What to produce – Rename "match tally" to "object count" throughout the records below, then write out the records again with everything else left unchanged.

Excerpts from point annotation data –
-*-*-

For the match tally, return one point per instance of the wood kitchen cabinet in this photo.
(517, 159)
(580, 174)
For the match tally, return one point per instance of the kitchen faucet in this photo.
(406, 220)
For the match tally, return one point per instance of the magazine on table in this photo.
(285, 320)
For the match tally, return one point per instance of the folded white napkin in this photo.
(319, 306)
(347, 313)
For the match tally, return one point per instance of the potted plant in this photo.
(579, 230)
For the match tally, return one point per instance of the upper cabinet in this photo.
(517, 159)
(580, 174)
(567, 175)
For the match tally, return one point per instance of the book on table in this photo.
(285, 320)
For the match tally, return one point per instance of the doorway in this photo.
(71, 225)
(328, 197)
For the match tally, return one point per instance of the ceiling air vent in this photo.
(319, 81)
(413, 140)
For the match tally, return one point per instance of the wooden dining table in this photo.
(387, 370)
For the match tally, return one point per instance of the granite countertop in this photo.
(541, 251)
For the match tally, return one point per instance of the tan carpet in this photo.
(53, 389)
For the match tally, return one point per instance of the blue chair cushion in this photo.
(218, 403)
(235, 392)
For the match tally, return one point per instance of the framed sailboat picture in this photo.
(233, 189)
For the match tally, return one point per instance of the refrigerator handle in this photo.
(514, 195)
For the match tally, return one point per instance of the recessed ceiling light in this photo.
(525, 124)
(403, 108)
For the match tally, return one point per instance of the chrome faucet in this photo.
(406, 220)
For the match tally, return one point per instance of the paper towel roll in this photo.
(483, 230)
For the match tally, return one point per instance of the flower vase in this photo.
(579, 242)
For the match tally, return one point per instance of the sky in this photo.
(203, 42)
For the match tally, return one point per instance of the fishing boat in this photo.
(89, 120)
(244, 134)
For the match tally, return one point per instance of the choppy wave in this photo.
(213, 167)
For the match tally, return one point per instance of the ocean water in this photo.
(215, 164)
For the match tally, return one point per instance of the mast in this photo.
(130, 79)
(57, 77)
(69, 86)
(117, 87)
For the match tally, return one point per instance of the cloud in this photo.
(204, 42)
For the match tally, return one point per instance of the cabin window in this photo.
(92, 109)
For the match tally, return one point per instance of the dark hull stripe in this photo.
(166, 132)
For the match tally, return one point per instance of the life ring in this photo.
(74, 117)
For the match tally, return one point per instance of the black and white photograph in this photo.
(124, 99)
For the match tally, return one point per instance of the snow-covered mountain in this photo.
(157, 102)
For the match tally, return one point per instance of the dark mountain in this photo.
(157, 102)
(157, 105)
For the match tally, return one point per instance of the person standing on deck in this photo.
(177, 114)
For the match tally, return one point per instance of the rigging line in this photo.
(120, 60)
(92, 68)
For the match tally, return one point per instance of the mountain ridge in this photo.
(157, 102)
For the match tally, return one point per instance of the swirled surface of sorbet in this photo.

-*-*-

Written solution –
For the object count, return one point per instance of the wood kitchen cabinet in this photo.
(517, 159)
(580, 174)
For the object count, return one point per instance of the kitchen faucet in this photo.
(406, 220)
For the object count, return one point per instance of the magazine on table in this photo.
(285, 320)
For the object count, return one point per instance of the folded white napkin in this photo.
(319, 306)
(347, 313)
For the object count, return one point per instance of the potted plant in this photo.
(579, 230)
For the object count, return one point per instance of the upper cabinet in this photo.
(517, 159)
(580, 174)
(567, 175)
For the object count, return one point per instance of the book on table in this photo.
(285, 320)
For the object count, return one point per instance of the doorway in this photo.
(71, 225)
(328, 197)
For the object count, return one point per instance of the ceiling air vent in this photo.
(319, 81)
(413, 140)
For the object count, return one point per instance of the wooden dining table in this photo.
(387, 370)
For the object count, return one point per instance of the granite countertop in this photo.
(541, 251)
For the object count, return one point per instance of the tan carpet in this photo.
(53, 389)
For the object count, return one point per instance of the blue chair cushion in this photo.
(218, 403)
(235, 392)
For the object count, return one point per instance of the framed sailboat picture in this photo.
(233, 189)
For the object count, return one point per instance of the refrigerator handle in this photo.
(514, 195)
For the object count, return one point per instance of the recessed ceiling light in this photo.
(525, 124)
(403, 108)
For the object count, return one point per instance of the chrome faucet in this photo.
(406, 220)
For the object count, return one point per instance of the paper towel roll in this photo.
(483, 230)
For the object count, return one point per instance of the flower vase in this photo.
(579, 242)
For the object count, return one point per instance of the sky in this photo.
(203, 42)
For the object count, return one point per instance of the fishing boat in this photo.
(89, 120)
(244, 134)
For the object count, return one point per instance of the choppy wave in this photo.
(213, 167)
For the object count, return one point per instance of the ocean water in this photo.
(215, 164)
For the object count, return one point per instance of the mast in this photo.
(130, 79)
(57, 77)
(69, 86)
(117, 87)
For the object count, return one point per instance of the cloud in this photo.
(204, 42)
For the object count, return one point per instance of the cabin window in this photo.
(92, 109)
For the object count, return one point per instance of the dark hull stripe in this photo.
(166, 132)
For the object count, return one point per instance of the life ring in this photo.
(74, 117)
For the object count, return one point per instance of the black and white photograph in this photo.
(124, 99)
For the object count, return one point per instance of the snow-covered mountain in this photo.
(157, 102)
For the object count, return one point per instance of the dark mountain in this photo.
(157, 102)
(157, 105)
For the object count, return one point per instance of the person standing on deck in this photo.
(177, 114)
For the object count, return one point per instance of the rigging line in this photo.
(120, 60)
(92, 68)
For the object count, return one point per instance of the mountain ridge in this photo.
(157, 102)
For the object count, return one point per instance of the swirled surface of sorbet in this photo.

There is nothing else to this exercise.